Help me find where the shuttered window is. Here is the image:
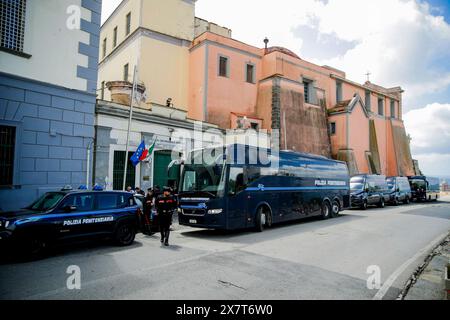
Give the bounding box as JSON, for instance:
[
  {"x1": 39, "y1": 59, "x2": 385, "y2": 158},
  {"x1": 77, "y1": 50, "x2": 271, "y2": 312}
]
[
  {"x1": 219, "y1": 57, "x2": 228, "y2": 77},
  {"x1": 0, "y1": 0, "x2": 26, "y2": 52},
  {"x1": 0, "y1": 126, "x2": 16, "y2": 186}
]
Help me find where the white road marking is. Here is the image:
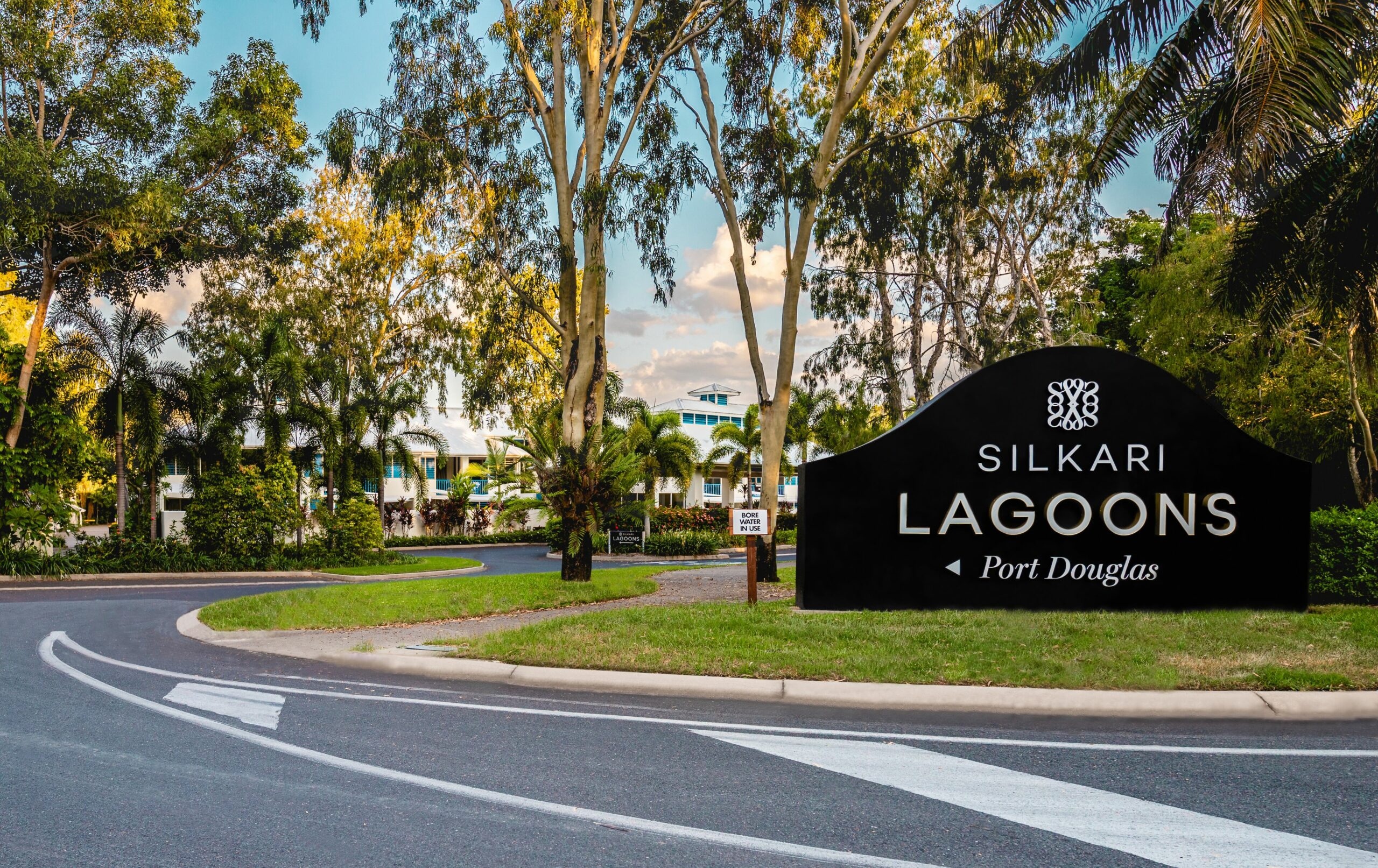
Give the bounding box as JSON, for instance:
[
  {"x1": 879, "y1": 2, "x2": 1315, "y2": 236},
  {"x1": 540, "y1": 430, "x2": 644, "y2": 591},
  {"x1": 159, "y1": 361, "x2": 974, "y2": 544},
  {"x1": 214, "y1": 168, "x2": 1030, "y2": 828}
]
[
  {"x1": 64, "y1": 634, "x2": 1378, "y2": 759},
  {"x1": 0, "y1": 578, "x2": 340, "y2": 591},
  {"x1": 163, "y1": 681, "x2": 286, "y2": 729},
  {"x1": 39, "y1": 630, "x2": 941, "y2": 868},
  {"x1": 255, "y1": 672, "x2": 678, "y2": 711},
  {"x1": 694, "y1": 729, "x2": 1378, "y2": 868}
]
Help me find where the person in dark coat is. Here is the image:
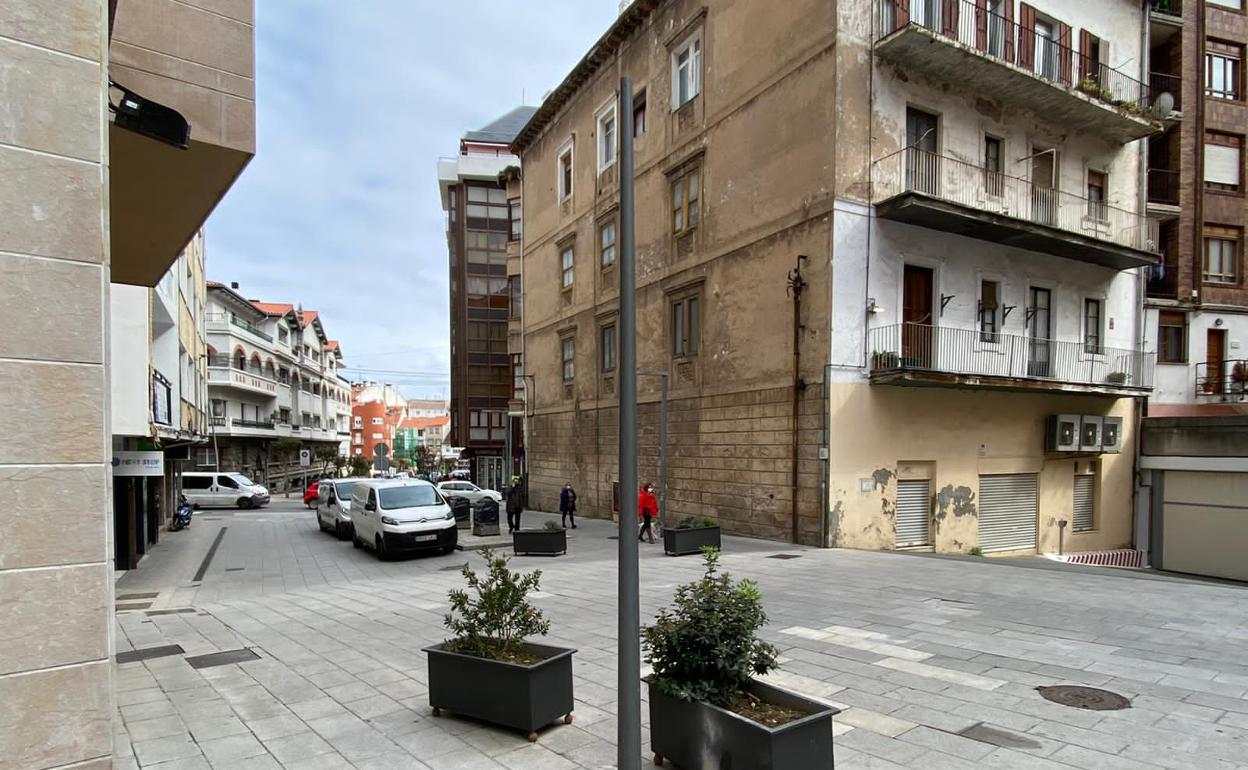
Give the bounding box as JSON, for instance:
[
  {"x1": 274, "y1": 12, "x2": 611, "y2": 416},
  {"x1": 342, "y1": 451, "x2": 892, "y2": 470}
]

+++

• _AUFGABENSTELLUNG_:
Entnehmen Sie der gesamten Auflistung sämtliche Zeilen und geben Sie sie unverändert wieder. Die Bilder lassen Sie dabei weg.

• _ANTWORT_:
Help me find where the shuttered window is. Here is the image:
Give the bounding box as JSON, for instance:
[
  {"x1": 39, "y1": 59, "x2": 385, "y2": 158},
  {"x1": 77, "y1": 50, "x2": 271, "y2": 312}
]
[
  {"x1": 219, "y1": 57, "x2": 228, "y2": 77},
  {"x1": 0, "y1": 0, "x2": 26, "y2": 52},
  {"x1": 0, "y1": 126, "x2": 16, "y2": 186}
]
Help me find where the white road marking is. Here is the image:
Give the bounding box as JSON, for instance:
[
  {"x1": 879, "y1": 2, "x2": 1315, "y2": 236},
  {"x1": 540, "y1": 430, "x2": 644, "y2": 591},
  {"x1": 159, "y1": 361, "x2": 974, "y2": 544},
  {"x1": 214, "y1": 168, "x2": 1030, "y2": 828}
]
[
  {"x1": 64, "y1": 634, "x2": 1378, "y2": 759},
  {"x1": 0, "y1": 578, "x2": 340, "y2": 591},
  {"x1": 163, "y1": 681, "x2": 286, "y2": 729},
  {"x1": 39, "y1": 630, "x2": 941, "y2": 868},
  {"x1": 255, "y1": 672, "x2": 678, "y2": 711},
  {"x1": 694, "y1": 729, "x2": 1378, "y2": 868}
]
Help me find where the person in dark coat is. Here is the image:
Give the bounding box as JSON, for instance:
[
  {"x1": 274, "y1": 12, "x2": 611, "y2": 416},
  {"x1": 342, "y1": 451, "x2": 892, "y2": 470}
]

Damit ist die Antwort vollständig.